*What is being asked*:
Copy the lines below exactly. No picture goes into the copy.

*Records provided*:
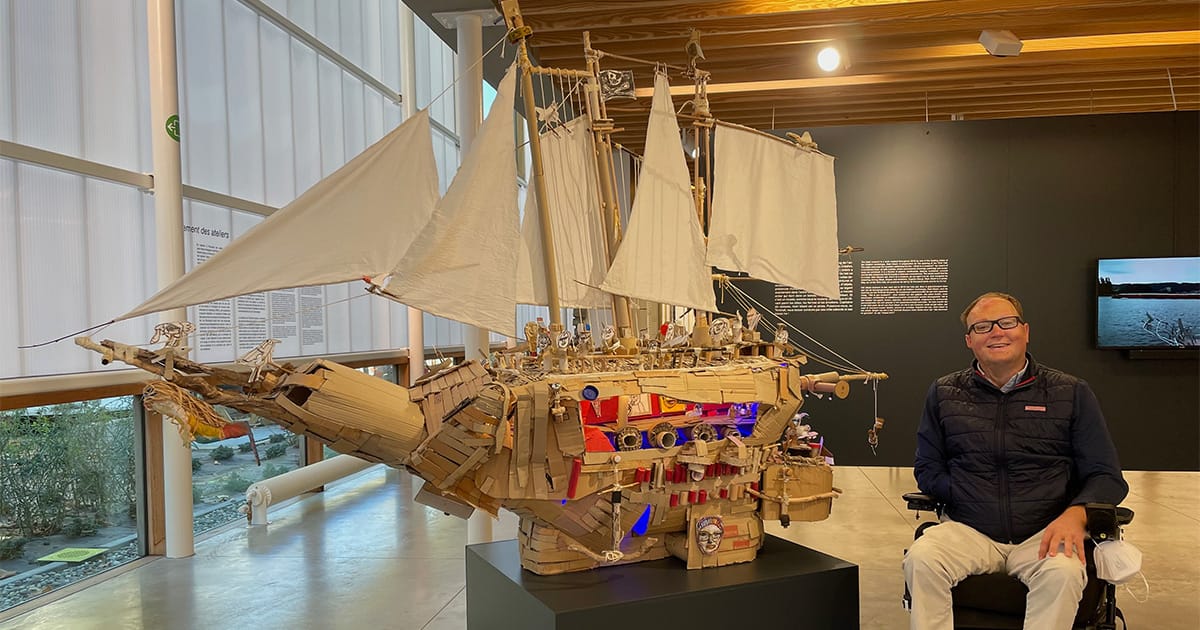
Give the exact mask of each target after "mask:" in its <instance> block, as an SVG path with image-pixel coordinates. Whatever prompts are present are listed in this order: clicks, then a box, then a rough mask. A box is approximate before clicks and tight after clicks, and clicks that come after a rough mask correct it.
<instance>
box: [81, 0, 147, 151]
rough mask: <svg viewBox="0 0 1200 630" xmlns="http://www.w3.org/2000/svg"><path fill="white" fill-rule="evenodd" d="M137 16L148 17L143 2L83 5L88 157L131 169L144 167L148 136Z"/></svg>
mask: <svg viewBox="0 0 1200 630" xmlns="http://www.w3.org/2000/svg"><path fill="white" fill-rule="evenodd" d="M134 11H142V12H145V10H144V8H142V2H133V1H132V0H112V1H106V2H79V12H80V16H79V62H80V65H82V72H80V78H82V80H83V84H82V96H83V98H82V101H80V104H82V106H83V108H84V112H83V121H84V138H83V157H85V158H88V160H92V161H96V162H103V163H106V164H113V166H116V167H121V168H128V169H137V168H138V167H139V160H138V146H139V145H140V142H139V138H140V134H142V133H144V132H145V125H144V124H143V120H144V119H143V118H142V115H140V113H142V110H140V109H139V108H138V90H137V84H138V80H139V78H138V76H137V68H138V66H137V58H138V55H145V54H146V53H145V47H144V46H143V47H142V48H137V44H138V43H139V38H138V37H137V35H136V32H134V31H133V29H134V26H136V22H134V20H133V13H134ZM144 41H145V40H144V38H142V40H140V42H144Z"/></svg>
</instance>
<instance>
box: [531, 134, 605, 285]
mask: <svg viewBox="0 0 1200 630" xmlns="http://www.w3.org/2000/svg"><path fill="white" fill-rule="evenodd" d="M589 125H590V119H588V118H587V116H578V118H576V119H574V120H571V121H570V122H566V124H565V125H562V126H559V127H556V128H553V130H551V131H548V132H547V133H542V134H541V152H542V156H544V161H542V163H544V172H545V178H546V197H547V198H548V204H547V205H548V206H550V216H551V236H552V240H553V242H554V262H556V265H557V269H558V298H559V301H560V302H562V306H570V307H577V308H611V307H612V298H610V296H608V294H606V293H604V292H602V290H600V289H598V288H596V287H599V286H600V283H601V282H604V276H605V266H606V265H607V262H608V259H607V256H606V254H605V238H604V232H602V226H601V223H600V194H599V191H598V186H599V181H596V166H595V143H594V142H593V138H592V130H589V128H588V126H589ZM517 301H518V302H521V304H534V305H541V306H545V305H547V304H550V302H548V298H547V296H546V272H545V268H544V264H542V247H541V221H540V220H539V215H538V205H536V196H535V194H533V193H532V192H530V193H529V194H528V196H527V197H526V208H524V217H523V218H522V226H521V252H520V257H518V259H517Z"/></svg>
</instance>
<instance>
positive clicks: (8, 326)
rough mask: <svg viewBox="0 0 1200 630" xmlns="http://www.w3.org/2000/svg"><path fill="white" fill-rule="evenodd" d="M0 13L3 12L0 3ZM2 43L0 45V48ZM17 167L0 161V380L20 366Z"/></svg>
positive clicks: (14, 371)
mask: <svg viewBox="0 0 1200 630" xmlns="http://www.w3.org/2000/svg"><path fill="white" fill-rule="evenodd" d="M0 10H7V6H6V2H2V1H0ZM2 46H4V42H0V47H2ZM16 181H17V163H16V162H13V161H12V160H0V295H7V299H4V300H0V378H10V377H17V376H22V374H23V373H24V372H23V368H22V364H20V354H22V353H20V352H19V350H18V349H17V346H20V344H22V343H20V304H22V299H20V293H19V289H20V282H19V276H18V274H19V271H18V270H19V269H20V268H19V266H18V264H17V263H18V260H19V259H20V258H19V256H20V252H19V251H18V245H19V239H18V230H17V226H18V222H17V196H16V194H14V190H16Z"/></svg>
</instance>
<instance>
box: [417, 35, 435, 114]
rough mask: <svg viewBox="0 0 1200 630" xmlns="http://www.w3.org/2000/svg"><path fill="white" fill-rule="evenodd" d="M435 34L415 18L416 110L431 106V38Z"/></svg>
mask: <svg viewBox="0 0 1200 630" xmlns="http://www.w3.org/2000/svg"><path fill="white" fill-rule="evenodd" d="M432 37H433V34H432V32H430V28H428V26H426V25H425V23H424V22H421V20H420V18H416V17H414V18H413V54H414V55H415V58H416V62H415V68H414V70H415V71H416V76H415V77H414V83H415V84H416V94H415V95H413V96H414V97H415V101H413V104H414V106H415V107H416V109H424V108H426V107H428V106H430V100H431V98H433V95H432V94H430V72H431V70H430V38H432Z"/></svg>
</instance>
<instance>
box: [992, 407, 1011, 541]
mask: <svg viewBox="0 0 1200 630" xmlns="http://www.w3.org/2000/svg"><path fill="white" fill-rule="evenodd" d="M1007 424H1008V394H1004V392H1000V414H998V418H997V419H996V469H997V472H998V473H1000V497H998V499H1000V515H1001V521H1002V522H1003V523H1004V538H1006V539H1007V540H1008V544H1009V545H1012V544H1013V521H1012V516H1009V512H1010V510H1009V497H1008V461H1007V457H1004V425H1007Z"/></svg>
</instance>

*Reply to the exercise*:
Give the exact mask of each target after "mask:" in its <instance> block, as an SVG path with image-pixel coordinates. Whatever prompts are present are listed in this order: clicks, then a box, then a rough mask. A box is approximate before clicks and tight after clicks, and clicks that come after a rough mask correct it.
<instance>
box: [81, 0, 147, 151]
rough mask: <svg viewBox="0 0 1200 630" xmlns="http://www.w3.org/2000/svg"><path fill="white" fill-rule="evenodd" d="M137 16L148 17L143 2L83 5L88 157L131 169L144 167L148 136Z"/></svg>
mask: <svg viewBox="0 0 1200 630" xmlns="http://www.w3.org/2000/svg"><path fill="white" fill-rule="evenodd" d="M134 11H142V12H145V10H144V8H142V2H133V1H132V0H112V1H106V2H79V12H80V16H79V62H80V65H82V72H80V78H82V80H83V84H82V96H83V98H82V101H80V104H82V106H83V108H84V112H83V121H84V138H83V157H85V158H88V160H92V161H96V162H103V163H106V164H113V166H116V167H121V168H128V169H137V168H138V167H139V160H138V146H139V145H140V142H139V138H140V134H142V133H144V132H145V125H144V124H143V120H144V119H143V118H142V115H140V113H142V110H140V109H139V108H138V90H137V84H138V80H139V78H138V76H137V68H138V66H137V58H138V55H145V54H146V53H145V47H144V46H143V47H142V48H137V44H138V43H139V38H138V37H137V35H136V32H134V31H133V29H134V26H136V22H134V20H133V13H134ZM144 41H145V40H144V38H142V40H140V42H144Z"/></svg>
</instance>
<instance>
box: [531, 134, 605, 285]
mask: <svg viewBox="0 0 1200 630" xmlns="http://www.w3.org/2000/svg"><path fill="white" fill-rule="evenodd" d="M589 125H590V119H588V118H587V116H578V118H576V119H574V120H571V121H570V122H566V124H565V125H562V126H559V127H556V128H553V130H551V131H548V132H547V133H542V134H541V152H542V156H544V161H542V163H544V172H545V178H546V197H547V198H548V204H547V205H548V206H550V216H551V236H552V240H553V242H554V262H556V265H557V269H558V298H559V301H560V302H562V306H570V307H577V308H611V307H612V298H610V296H608V294H606V293H604V292H602V290H600V289H598V288H596V287H599V286H600V283H601V282H604V276H605V266H606V265H607V262H608V259H607V256H606V254H605V238H604V232H602V226H601V223H600V194H599V191H598V186H599V181H596V166H595V143H594V142H593V138H592V130H589V128H588V126H589ZM517 301H518V302H521V304H534V305H541V306H545V305H547V304H550V302H548V298H547V296H546V272H545V268H544V264H542V247H541V221H540V220H539V215H538V205H536V196H535V194H533V193H532V192H530V193H529V194H528V196H527V197H526V208H524V217H523V218H522V226H521V252H520V257H518V259H517Z"/></svg>
</instance>
<instance>
positive clicks: (8, 326)
rough mask: <svg viewBox="0 0 1200 630" xmlns="http://www.w3.org/2000/svg"><path fill="white" fill-rule="evenodd" d="M0 13L3 12L0 3ZM2 43L0 45V48ZM17 167L0 161V380L20 366Z"/></svg>
positive clicks: (14, 371)
mask: <svg viewBox="0 0 1200 630" xmlns="http://www.w3.org/2000/svg"><path fill="white" fill-rule="evenodd" d="M0 10H7V6H6V2H2V1H0ZM2 46H4V42H0V47H2ZM16 181H17V163H16V162H13V161H12V160H0V295H7V299H4V300H0V378H10V377H17V376H22V374H23V373H24V372H23V368H22V364H20V354H22V353H20V352H19V350H18V349H17V346H20V344H22V343H20V304H22V299H20V293H19V289H20V282H19V276H18V274H19V271H18V270H19V269H20V268H19V266H18V264H17V263H18V260H19V259H20V258H19V256H20V252H19V251H18V245H19V239H18V230H17V226H18V222H17V196H16V194H14V190H16Z"/></svg>
</instance>
<instance>
box: [417, 35, 435, 114]
rough mask: <svg viewBox="0 0 1200 630" xmlns="http://www.w3.org/2000/svg"><path fill="white" fill-rule="evenodd" d="M435 34L415 18L416 110L431 106V38Z"/></svg>
mask: <svg viewBox="0 0 1200 630" xmlns="http://www.w3.org/2000/svg"><path fill="white" fill-rule="evenodd" d="M432 37H433V34H432V32H430V28H428V26H426V25H425V23H424V22H421V20H420V18H416V17H414V18H413V54H414V55H415V58H416V62H415V68H414V70H415V71H416V76H415V77H414V83H415V84H416V94H415V95H413V96H414V97H415V101H413V104H414V106H415V107H416V109H424V108H426V107H428V106H430V100H431V98H433V95H432V94H430V72H431V70H430V38H432Z"/></svg>
</instance>
<instance>
box: [992, 407, 1011, 541]
mask: <svg viewBox="0 0 1200 630" xmlns="http://www.w3.org/2000/svg"><path fill="white" fill-rule="evenodd" d="M1007 424H1008V394H1004V392H1000V414H998V418H997V419H996V469H997V472H998V473H1000V497H998V499H1000V515H1001V521H1002V522H1003V523H1004V538H1006V539H1007V540H1008V544H1009V545H1012V544H1013V521H1012V516H1009V512H1010V510H1009V497H1008V461H1007V457H1004V425H1007Z"/></svg>
</instance>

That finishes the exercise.